_Set problem 1_:
Decide whether each statement agrees with the posture-recognition text. Answer yes or no for each, quoting the deciding words of the text exactly.
(a) The standard body postures considered are sitting, standing, and lying down.
(b) Postures are identified with a vision-based technique.
(c) The robot's approach behaviors are the nature of conversation and approach distance.
_Set problem 2_: In the posture-recognition text, what maps the spatial orientation of postures to the corresponding posture?
_Set problem 3_: Echo the stretch of the posture-recognition text from "Evaluation of the" through "with its user.".

2.4 Problem statement and the proposed mechanism
Techniques for arm and body posture recognition which could recognize an adequate number of postures with a higher accuracy are scarce. Furthermore, the aforementioned systems evaluate a number of parameters for evaluating the possibility of an interaction. Even so the possibility of integrating posture and gaze factors in monitoring user behavior is not adequately considered within these works. Therefore, this article presents a model to interpret user situation before interaction by analyzing postural behavior and this behavior is recognized by means of arm and body-based geometry derived through postures encountered during each scenario.
The proposed system adopts a novel geometry-based approach for recognizing a set of human arm and body postures. The standard body postures considered here are sitting, standing, and bending, which are most frequently adopted by humans in domestic environments. In addition to that frequent relaxing postures are considered as well. The same approach was applied to recognize often encountered arm postures as well. The system can also be utilized in self-employee environments where the same posture prevails for extended periods. In addition to that, postural behavior of the user is monitored by the system to identify user’s interest toward interaction by evaluating his/her body language. This approach enables the robot make intuitive decisions during an encounter rather than adopting a behavior only based on a predefined set of actions.
This mechanism uses body joints and spatial arrangement of limbs to establish patterns in their arrangement. Spatial arrangement or the geometry of selected limbs with respect to each other is analyzed mathematically to differentiate various postures considered. This system is implemented on various activities which involve a number of postures to assess its functionality. A vision-based technique is used for posture identification in the system. Image processing techniques were equipped with extraction of feature points in 3D space using color and depth information. Spatial orientation of postures is mapped to the corresponding posture using a multi-layered feed forward neural network. Arm and body postures observed throughout a period were used to assess the emotional state of a certain encounter. This evaluation determines the appropriate behaviors for the assistive robot. We considered the nature of conversation and approach distance as the “approach behaviors” of the robot.
This article has two contributions.
A novel method to recognize a number of arm and body postures.
Evaluation of the effect of considering arm and body postures to generate human-aware responses by a robot prior to an interaction. In this context, the robot’s responses are related to its approach behavior which includes mutual distancing and the type of conversation to initiate with its user.
3 System overview
The functional overview of the overall system is shown in Figure 1. This system evaluates factors that can be used to describe the nonverbal interaction demanding of a user, such as postural behavior. This “postural behavior” includes the changes in body posture and arm posture of a person over time. It is intended to enhance the capability of understanding user situation for deciding whether or not an interaction is appropriate at that particular moment.

Overview of the system.

_Dataset extract_:
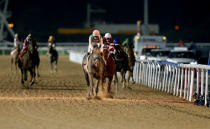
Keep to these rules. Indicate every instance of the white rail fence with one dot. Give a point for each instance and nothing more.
(183, 80)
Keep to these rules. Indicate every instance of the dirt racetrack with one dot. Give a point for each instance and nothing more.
(59, 102)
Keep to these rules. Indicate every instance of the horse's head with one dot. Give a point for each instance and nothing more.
(96, 49)
(31, 46)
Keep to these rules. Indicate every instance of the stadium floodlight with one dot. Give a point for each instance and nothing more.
(3, 20)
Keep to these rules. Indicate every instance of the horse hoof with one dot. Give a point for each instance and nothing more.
(22, 82)
(109, 96)
(32, 83)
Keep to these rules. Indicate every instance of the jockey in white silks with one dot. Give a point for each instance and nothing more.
(17, 43)
(95, 38)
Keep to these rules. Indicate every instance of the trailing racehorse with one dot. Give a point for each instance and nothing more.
(121, 61)
(93, 68)
(53, 56)
(131, 62)
(27, 63)
(14, 57)
(110, 67)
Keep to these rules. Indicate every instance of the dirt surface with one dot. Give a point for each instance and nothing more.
(59, 102)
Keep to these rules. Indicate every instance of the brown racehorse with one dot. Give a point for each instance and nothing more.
(110, 67)
(27, 63)
(121, 61)
(94, 70)
(131, 62)
(14, 57)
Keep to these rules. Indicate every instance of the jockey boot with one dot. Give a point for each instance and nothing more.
(86, 60)
(22, 52)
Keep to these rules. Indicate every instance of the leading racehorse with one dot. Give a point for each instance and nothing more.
(14, 57)
(131, 61)
(27, 62)
(53, 56)
(110, 67)
(94, 70)
(121, 60)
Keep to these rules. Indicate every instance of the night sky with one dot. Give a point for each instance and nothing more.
(52, 14)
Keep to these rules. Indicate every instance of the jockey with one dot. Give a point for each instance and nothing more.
(51, 41)
(127, 42)
(108, 42)
(26, 43)
(95, 38)
(107, 39)
(17, 41)
(118, 45)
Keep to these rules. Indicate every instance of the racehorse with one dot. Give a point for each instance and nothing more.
(131, 62)
(94, 69)
(110, 67)
(27, 63)
(14, 57)
(121, 61)
(53, 57)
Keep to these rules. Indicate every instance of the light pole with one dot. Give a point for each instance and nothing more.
(3, 20)
(89, 11)
(146, 18)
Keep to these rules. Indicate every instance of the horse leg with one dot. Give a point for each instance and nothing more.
(22, 80)
(132, 77)
(109, 85)
(32, 72)
(123, 78)
(91, 85)
(55, 67)
(11, 64)
(116, 81)
(37, 71)
(25, 75)
(129, 75)
(96, 88)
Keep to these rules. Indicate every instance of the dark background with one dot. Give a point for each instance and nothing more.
(44, 17)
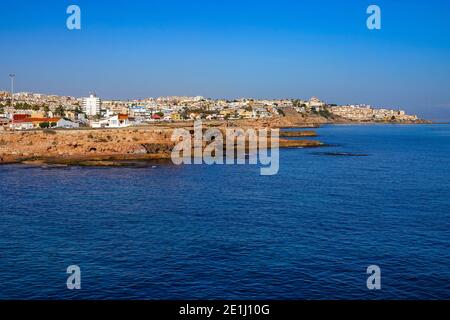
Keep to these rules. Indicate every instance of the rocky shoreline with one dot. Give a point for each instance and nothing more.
(98, 147)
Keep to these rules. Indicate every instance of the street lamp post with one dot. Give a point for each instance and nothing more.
(12, 76)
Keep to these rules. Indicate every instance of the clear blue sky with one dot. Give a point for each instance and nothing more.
(231, 48)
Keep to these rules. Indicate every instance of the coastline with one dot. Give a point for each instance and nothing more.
(109, 147)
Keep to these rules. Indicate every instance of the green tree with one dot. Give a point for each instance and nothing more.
(44, 125)
(46, 110)
(59, 111)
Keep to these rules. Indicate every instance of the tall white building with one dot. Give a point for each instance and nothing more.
(92, 105)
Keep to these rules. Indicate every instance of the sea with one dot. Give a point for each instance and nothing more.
(375, 195)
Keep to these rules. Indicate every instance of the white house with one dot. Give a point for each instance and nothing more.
(92, 105)
(117, 121)
(66, 124)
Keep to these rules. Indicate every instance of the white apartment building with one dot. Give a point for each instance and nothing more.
(92, 105)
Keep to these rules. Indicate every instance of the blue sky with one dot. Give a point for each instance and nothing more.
(230, 48)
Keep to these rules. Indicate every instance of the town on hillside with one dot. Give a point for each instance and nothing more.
(27, 111)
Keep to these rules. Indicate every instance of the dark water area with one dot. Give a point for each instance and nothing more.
(226, 232)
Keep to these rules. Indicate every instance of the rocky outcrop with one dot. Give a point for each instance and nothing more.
(296, 134)
(94, 146)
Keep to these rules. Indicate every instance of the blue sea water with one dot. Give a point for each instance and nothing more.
(379, 194)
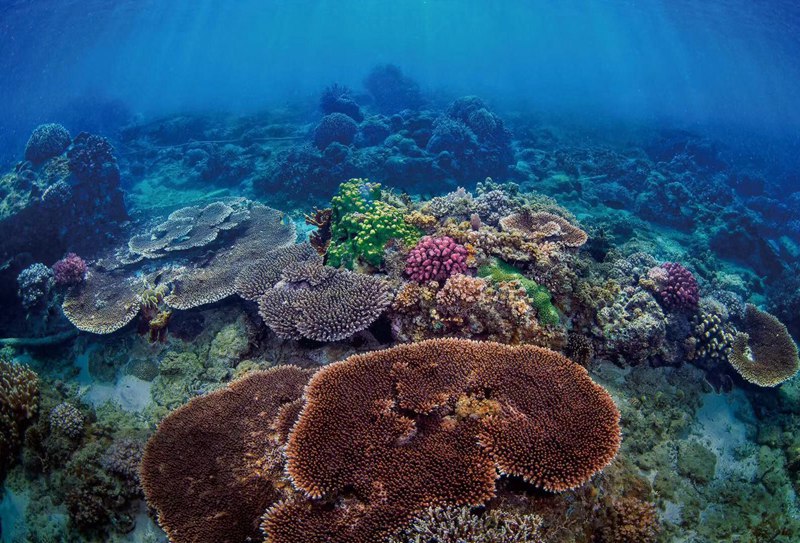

_Task solution 1_:
(a) No: "The standard body postures considered here are sitting, standing, and bending"
(b) Yes: "A vision-based technique is used for posture identification in the system."
(c) Yes: "We considered the nature of conversation and approach distance as the “approach behaviors” of the robot."

_Task solution 2_: A multi-layered feed forward neural network.

_Task solution 3_:
Evaluation of the effect of considering arm and body postures to generate human-aware responses by a robot prior to an interaction. In this context, the robot’s responses are related to its approach behavior which includes mutual distancing and the type of conversation to initiate with its user.